[Opening Text passage section]

The Hidden Cost Of Extreme Obstacle Races

What price would your body pay to prove how tough you are?

May 8, 2014— -- Despite their hefty price tags and reports of bloody diarrhea and even deaths, obstacle races like Spartan Race, Tough Mudder and Warrior Dash are seeing a surge in popularity.

But doctors say obstacle racers risk serious injuries that are rarely seen in traditional races for bragging rights. They expect to see sprains, scrapes and even the occasional heart attack after marathons and triathlons, but say they see more acute injuries after obstacle races.

“They’re literally jumping over fire, into rock pits, diving head-first into ponds,” said Dr. Alex Diamond, a sports medicine expert at Vanderbilt University in Nashville, Tennessee. “Some of these obstacles really are just inherently dangerous.”

The problem, Diamond says, is that the races have no governing body to determine which obstacles go too far. A homepage exists for what hopes to become that body, the United States Obstacle Course Racing, but the organization is still in its infancy.

Here, a selection of potential obstacle race health hazards and tips for how to stay safe.

Tough Mudder’s Walk-the-Plank obstacle involves jumping into a deep pool of cold, muddy water from a 15-foot-high platform. Avishek Sengupta, 28, drowned after another racer jumped into the water on top of him, his family claimed in a wrongful lawsuit filed last week. They say Sengupta was in the water for more than eight minutes a rescue diver pulled him out. At the time, Tough Mudder said the event “was staffed with more than 75 ALS, EMT, paramedics, water rescue technicians and emergency personnel,” and that Sangupta’s was “the first fatality in the three-year history of the company.”

[Closing Text passage section]
[Opening Exercise data section]

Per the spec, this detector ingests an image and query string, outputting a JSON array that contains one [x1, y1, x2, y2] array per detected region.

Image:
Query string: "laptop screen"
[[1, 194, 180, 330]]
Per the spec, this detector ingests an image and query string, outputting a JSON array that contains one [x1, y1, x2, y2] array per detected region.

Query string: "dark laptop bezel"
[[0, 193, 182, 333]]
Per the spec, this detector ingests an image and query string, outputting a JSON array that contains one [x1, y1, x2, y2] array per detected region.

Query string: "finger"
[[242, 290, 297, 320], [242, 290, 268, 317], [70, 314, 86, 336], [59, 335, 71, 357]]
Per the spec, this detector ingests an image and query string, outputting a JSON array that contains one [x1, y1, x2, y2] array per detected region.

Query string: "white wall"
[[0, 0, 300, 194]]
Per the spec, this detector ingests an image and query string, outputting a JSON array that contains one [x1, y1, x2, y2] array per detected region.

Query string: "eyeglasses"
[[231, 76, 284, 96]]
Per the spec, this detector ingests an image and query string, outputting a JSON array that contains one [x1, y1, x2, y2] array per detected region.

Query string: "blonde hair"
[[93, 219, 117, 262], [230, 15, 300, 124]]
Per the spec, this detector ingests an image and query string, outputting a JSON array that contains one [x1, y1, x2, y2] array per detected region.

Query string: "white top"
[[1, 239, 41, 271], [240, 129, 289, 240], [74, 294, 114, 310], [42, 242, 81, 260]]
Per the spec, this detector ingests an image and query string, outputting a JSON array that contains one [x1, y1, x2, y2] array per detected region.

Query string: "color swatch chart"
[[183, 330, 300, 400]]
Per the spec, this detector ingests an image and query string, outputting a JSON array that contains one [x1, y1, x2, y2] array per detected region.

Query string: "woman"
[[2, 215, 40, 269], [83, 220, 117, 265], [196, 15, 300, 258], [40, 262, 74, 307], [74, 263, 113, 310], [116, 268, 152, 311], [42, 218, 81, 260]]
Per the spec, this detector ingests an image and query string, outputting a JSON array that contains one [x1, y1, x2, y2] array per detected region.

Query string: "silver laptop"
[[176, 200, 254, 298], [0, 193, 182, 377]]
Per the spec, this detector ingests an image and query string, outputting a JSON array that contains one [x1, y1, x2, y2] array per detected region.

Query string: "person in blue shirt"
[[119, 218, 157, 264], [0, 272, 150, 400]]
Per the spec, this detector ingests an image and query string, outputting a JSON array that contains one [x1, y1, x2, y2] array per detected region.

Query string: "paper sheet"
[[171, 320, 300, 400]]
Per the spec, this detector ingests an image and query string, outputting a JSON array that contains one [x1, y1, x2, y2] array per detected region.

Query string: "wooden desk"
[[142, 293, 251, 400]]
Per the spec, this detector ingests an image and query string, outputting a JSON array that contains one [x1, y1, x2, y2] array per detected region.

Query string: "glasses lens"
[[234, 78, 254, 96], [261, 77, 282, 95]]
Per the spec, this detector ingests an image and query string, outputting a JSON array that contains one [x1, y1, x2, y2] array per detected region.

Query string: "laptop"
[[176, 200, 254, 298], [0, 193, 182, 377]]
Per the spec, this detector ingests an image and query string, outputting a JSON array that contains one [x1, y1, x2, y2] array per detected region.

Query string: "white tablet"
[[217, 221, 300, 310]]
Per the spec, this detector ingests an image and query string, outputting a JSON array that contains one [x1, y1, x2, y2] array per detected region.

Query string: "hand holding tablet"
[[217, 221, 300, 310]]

[Closing Exercise data section]

### Tasks for this exercise
a) Answer these questions using the article on obstacle races:
(i) Which three obstacle races are named as seeing a surge in popularity?
(ii) According to Dr. Alex Diamond, what do the races lack?
(iii) How high is the platform in Tough Mudder's Walk-the-Plank obstacle?
b) Quote the article on obstacle races from the words "The Hidden Cost" through the words "after obstacle races.", beginning at the first and stopping after the second.

### Answers for the tasks
a)
(i) Spartan Race, Tough Mudder and Warrior Dash.
(ii) A governing body to determine which obstacles go too far.
(iii) 15 feet.

b)
The Hidden Cost Of Extreme Obstacle Races

What price would your body pay to prove how tough you are?

May 8, 2014— -- Despite their hefty price tags and reports of bloody diarrhea and even deaths, obstacle races like Spartan Race, Tough Mudder and Warrior Dash are seeing a surge in popularity.

But doctors say obstacle racers risk serious injuries that are rarely seen in traditional races for bragging rights. They expect to see sprains, scrapes and even the occasional heart attack after marathons and triathlons, but say they see more acute injuries after obstacle races.